* WORK INSTRUCTIONS: Render the portion of the listing that begins with the line containing "Task: point out the beige hammock" and continues through the final line of the listing as a Markdown table with the columns Row and Line, omitting blank lines.
-------- AVAILABLE RECORDS
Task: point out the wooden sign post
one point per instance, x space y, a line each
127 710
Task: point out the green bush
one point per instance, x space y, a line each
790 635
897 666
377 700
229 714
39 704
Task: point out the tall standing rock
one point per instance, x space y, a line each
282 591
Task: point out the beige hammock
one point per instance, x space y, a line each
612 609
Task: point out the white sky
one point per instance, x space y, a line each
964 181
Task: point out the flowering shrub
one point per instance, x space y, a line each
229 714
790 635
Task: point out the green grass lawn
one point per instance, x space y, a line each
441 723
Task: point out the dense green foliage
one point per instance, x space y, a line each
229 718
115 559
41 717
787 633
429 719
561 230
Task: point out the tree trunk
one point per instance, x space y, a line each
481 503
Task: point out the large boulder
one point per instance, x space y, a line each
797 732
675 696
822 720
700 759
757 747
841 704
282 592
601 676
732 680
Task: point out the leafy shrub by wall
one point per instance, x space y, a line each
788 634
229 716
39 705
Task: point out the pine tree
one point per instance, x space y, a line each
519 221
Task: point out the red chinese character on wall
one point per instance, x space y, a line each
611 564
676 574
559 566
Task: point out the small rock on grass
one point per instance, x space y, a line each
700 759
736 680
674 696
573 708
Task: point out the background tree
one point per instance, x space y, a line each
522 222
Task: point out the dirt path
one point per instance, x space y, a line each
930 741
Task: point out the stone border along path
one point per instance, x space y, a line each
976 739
----------------
* RESULT OF THE EXERCISE:
| Row | Line |
|---|---|
| 1 | Task: point out the beige hammock |
| 2 | one point per instance, x space y, a line each |
| 3 | 612 609 |
| 4 | Task: point out the white sky |
| 5 | one point per instance, x space y, a line each |
| 6 | 964 181 |
| 7 | Task: point out the flowering shrub |
| 8 | one point per instance, x space y, a line each |
| 9 | 229 714 |
| 10 | 790 635 |
| 11 | Task: point out the green grass lawn |
| 12 | one point per instance, x space y, a line each |
| 13 | 441 723 |
| 14 | Task: point out the dense green foliage |
| 15 | one point per instance, x space y, a line each |
| 16 | 229 718 |
| 17 | 115 559 |
| 18 | 41 717 |
| 19 | 787 633 |
| 20 | 429 719 |
| 21 | 561 230 |
| 22 | Task: point out the tree trunk |
| 23 | one point per instance, x space y, a line each |
| 24 | 481 503 |
| 25 | Task: point out the large boulder |
| 26 | one point per instance, x space y, a line each |
| 27 | 797 732 |
| 28 | 675 696 |
| 29 | 822 720 |
| 30 | 700 759 |
| 31 | 757 747 |
| 32 | 841 704 |
| 33 | 282 592 |
| 34 | 601 676 |
| 35 | 732 680 |
| 36 | Task: point out the leafy shrub by wall |
| 37 | one point per instance, x space y, a line each |
| 38 | 788 634 |
| 39 | 229 716 |
| 40 | 39 705 |
| 41 | Task: point out the pine tree |
| 42 | one point per instance, x space y, a line each |
| 43 | 519 221 |
| 44 | Task: point out the red chinese character on wall |
| 45 | one point per instance, x space y, a line each |
| 46 | 611 564 |
| 47 | 676 574 |
| 48 | 559 566 |
| 49 | Task: point out the small rock on grass |
| 50 | one point per instance, x space y, a line each |
| 51 | 700 759 |
| 52 | 736 680 |
| 53 | 674 696 |
| 54 | 573 708 |
| 55 | Task: point out the background tree |
| 56 | one point per instance, x space y, a line each |
| 57 | 522 222 |
| 58 | Task: point out the dirt path |
| 59 | one point per instance, x space y, a line each |
| 60 | 930 741 |
| 61 | Task: point out the stone border along path |
| 62 | one point per instance, x space y, a line each |
| 63 | 976 739 |